* **Work instructions**
In one to three sentences, explain why the passage on physical activity, diet, and weight management says that maintaining a sense of perceived autonomy supports intrinsic motivation.

An additional poorly understood factor is the motivational significance of the physical activity stimulus itself [8], i.e., the willingness or desire of people to repeat this behavior based on subjective experiences. When an activity (or a food) is enjoyed one is more likely to repeat that behavior. Increasingly, the literature has referenced hedonics with respect to appetite and dietary intake [92] but this may also apply to the motivation to exercise [93]. Exercise may also influence eating behavior by modulating the hedonic response to foods [92]. The contrary position is that if an activity is uncomfortable, causes pain or distress, the likelihood of repeating or adhering to the activity may be reduced. The association between affect and physical activity behavior is well supported in the literature [94,95]. Similarly, unattractive and significantly restricted diets are not appealing or sustainable.

The preference of many adults for autonomously performed activity may relate to the self-determination theory and the suggestion that perceived autonomy is a basic psychological need [96]. Unfortunately, we have engineered physical activity out of the daily lives of children and also often impose adult restrictions on activity time and movement opportunities. The same is true for restrictions in the range of healthy food and drink children are exposed to in the home and school settings.

Maintenance of a sense of perceived autonomy is more likely to be experienced as pleasant and self-rewarding which is conducive to intrinsic motivation. In contrast, where perceived autonomy is lost it is more likely to be experienced as unpleasant as when an externally imposed exercise prescription includes an exercise intensity unsuited to the individual or uninformed adults dictate the activity practices of children. In adults, the ability to select one's preferred mode of exercise is also associated with improved affective responses [97,98,99].

Positive changes in diet and activity are also likely to maximise behavioral maintenance because the changes are intrinsically pleasant and rewarding. This is not a new phenomenon as many years ago Pollock et al. [100] identified the importance of individualized prescriptions of physical activity to maximize both physiological effectiveness and enjoyment or tolerability. For individuals of all ages, exercise and physical activity should satisfy health and fitness goals and also be enjoyable and rewarding. Small lifestyle changes can make a difference, particularly in a context where the multiple factors contributing to obesity such as energy-dense diets, sedentary lifestyles, and weight-sustaining behaviors are addressed.

Physical activity is often considered less important than food intake in weight management despite regular physical activity being the strongest predictor of weight maintenance. There is strong evidence that lifestyle approaches for weight management should include physical activity, dietary change, and behavioral components [101,102]. Improvements in self-efficacy associated with physical activity will also have parallel benefits for diet through healthier eating behaviors [103]. Psychological considerations such as affect, enjoyment, perceived autonomy, control, and competence should be much more prominent in the public health promotion of physical activity and the prescription of exercise at the individual level.

Research has highlighted the merits of a ‘small-changes' approach to increase physical activity, prevent weight gain, and improve nutrition and physical activity behaviors; however, the concept is relatively new. To date, numerous school-, community-, and population-based initiatives have successfully implemented the approach; however, further work is required to test its efficacy and effectiveness. Many individuals, particularly the overweight and obese, may be more responsive to approaches to encourage small changes for improving diet and activity behaviors. The approach has considerable merit, however, the real test will be its ability to contribute to sustained behavior change for weight management.

The authors have no conflicts of interest to declare.

Saved entries:
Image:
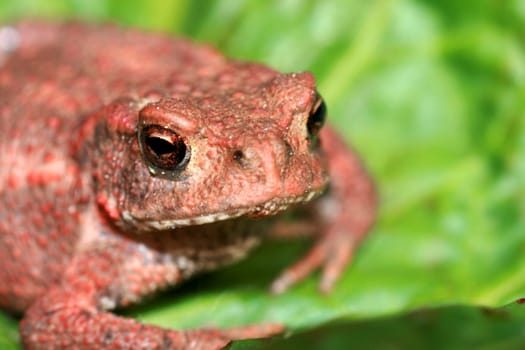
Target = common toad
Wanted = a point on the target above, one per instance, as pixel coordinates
(132, 161)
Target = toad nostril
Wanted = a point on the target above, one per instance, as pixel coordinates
(288, 150)
(238, 155)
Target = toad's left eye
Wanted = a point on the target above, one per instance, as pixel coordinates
(164, 148)
(316, 119)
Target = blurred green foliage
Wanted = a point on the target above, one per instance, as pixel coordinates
(432, 96)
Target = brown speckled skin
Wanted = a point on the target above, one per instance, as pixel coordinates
(88, 224)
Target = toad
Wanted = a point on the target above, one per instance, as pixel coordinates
(132, 161)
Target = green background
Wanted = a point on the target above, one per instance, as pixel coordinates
(431, 93)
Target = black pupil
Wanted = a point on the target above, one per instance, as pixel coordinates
(164, 148)
(316, 120)
(160, 146)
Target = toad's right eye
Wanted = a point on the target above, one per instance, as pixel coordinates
(164, 149)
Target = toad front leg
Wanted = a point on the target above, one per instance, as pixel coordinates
(342, 217)
(75, 313)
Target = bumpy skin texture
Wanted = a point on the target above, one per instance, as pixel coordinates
(132, 161)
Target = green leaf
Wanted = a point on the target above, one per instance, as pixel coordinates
(432, 95)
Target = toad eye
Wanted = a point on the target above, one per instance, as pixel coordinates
(163, 148)
(316, 119)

* **Answer for the task**
Maintaining a sense of perceived autonomy is more likely to be experienced as pleasant and self-rewarding. That quality is conducive to intrinsic motivation. When autonomy is lost, the experience is more likely to be unpleasant.